▶ **Objective**
Could you rewrite the material from its first line through the line containing "[(21, 191), (5, 206), (64, 191)]", inclusive, with "photo" changed to "image" everywhere and nothing else altered? Leave the pictures out of your answer.

START Given records

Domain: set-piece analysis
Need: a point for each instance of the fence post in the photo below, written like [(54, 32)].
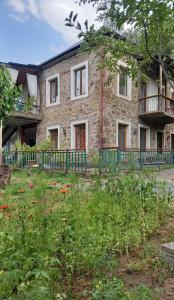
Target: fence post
[(66, 161), (118, 157), (140, 159)]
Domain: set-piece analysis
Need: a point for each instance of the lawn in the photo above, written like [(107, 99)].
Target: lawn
[(67, 237)]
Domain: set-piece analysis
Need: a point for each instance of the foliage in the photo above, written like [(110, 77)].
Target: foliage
[(9, 93), (149, 37), (48, 238), (112, 289)]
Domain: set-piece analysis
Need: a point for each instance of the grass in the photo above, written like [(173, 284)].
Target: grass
[(61, 236)]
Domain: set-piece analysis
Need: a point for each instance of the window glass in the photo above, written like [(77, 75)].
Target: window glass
[(123, 76), (80, 81), (54, 138), (53, 90)]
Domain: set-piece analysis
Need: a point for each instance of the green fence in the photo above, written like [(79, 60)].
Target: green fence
[(63, 160), (112, 159)]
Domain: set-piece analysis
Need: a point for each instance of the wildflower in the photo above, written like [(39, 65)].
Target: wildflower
[(5, 206), (30, 185), (64, 191), (68, 185), (21, 191)]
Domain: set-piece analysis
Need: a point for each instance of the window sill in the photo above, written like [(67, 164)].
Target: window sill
[(124, 97), (79, 97), (52, 104)]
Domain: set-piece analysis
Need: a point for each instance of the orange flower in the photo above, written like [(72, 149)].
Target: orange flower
[(5, 206), (64, 191), (21, 191)]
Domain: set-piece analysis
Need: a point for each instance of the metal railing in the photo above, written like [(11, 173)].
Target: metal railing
[(156, 103), (22, 107), (112, 159), (63, 160)]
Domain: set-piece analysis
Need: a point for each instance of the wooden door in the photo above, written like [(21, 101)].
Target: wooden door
[(143, 133), (159, 141), (80, 136), (54, 138), (122, 135), (172, 141)]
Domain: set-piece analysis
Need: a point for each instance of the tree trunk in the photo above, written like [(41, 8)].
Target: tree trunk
[(5, 175), (1, 142)]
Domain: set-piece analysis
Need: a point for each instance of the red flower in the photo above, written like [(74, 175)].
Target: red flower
[(21, 191), (5, 206), (64, 191)]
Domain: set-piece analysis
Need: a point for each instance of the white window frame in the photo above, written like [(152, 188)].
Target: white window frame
[(73, 124), (73, 69), (129, 130), (147, 135), (48, 79), (52, 128), (129, 83), (164, 138)]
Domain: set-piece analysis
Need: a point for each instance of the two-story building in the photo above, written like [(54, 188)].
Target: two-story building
[(73, 106)]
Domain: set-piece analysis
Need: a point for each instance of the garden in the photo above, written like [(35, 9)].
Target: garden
[(83, 237)]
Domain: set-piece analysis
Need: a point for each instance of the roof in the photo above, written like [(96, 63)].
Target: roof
[(63, 55)]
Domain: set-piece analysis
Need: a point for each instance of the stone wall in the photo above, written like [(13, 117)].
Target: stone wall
[(115, 108)]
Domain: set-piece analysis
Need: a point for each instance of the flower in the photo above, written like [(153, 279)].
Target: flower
[(21, 191), (64, 191), (68, 185), (5, 206)]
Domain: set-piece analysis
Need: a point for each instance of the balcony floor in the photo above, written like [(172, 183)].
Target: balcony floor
[(22, 119), (157, 117)]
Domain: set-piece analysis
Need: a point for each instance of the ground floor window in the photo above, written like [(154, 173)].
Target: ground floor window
[(53, 134), (160, 140), (79, 135), (122, 136)]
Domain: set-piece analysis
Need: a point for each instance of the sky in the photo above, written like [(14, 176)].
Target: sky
[(32, 31)]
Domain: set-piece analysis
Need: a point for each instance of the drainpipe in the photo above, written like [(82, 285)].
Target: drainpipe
[(101, 117)]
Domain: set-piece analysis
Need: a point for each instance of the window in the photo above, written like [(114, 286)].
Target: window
[(53, 133), (143, 89), (123, 134), (79, 81), (79, 135), (123, 82), (53, 90), (143, 137)]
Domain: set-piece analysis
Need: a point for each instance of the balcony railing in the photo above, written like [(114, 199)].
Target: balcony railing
[(156, 103), (23, 107)]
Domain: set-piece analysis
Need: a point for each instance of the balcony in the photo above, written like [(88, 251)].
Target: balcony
[(24, 114), (156, 110)]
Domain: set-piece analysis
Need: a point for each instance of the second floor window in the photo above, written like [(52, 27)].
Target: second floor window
[(123, 82), (80, 81), (53, 90)]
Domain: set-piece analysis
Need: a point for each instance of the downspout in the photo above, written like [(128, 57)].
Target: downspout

END Given records

▶ **Correct answer**
Domain: set-piece analysis
Need: a point for each instance of the fence post in the image below, written like [(54, 32)].
Target: fence post
[(66, 161), (118, 157), (140, 159)]
Domain: set-piece analysis
Need: a point for each instance of the lawn in the image above, written like [(107, 99)].
Target: lawn
[(67, 237)]
Domain: set-piece analysis
Need: a point for each instance of the foliage in the image above, written like [(110, 77)].
Target: foliage
[(9, 93), (149, 37), (48, 238), (112, 289)]
Domain: set-piece analysis
Need: a point for each instance of the grass in the image above, written like [(173, 284)].
Target: grass
[(61, 236)]
Domain: set-piece analysis
Need: a point for each instance of the window glass in the image above, written like [(77, 75)].
Target: window glass
[(123, 76), (80, 81), (54, 138), (53, 90)]
Domain: set-piece analysis
Need: a point for each instance of the green fence in the image above, written like [(79, 60)].
Target: green fence
[(63, 160), (112, 159)]
Domain: set-piece analysis
Need: a point for each instance of the wildflower in the image above, written like [(39, 65)].
Target: wildflower
[(5, 206), (30, 185), (64, 191), (68, 185), (21, 191)]
Domain: set-piece analysis
Need: a point for each instance of the window sill in the image above, written like [(67, 164)].
Target: window sill
[(124, 97), (79, 97), (52, 104)]
Domain: set-piece analysis
Need: a point for each instance of the orange flower in the image above, written like [(72, 149)].
Target: orange flower
[(5, 206), (64, 191), (21, 191)]
Domain: set-piece analysis
Need: a point for each instance of the metal railing in the image above, written like [(11, 173)].
Target: metal railing
[(156, 103), (22, 107), (112, 159), (63, 160)]
Domain: set-piece analysis
Need: a point for each instance of the wooden door in the image above, written like [(21, 101)].
Target: wooden door
[(143, 133), (159, 141), (80, 136), (54, 138), (122, 135), (172, 141)]
Domain: set-piece analysis
Need: a point for each instance of the tree trunk in the image above, written like [(41, 8)].
Target: tree trunk
[(5, 175), (1, 142)]
Domain: set-piece analysis
Need: a point for each instance of the red flower in the image above, written like [(74, 175)].
Target: red flower
[(21, 191), (5, 206), (64, 191)]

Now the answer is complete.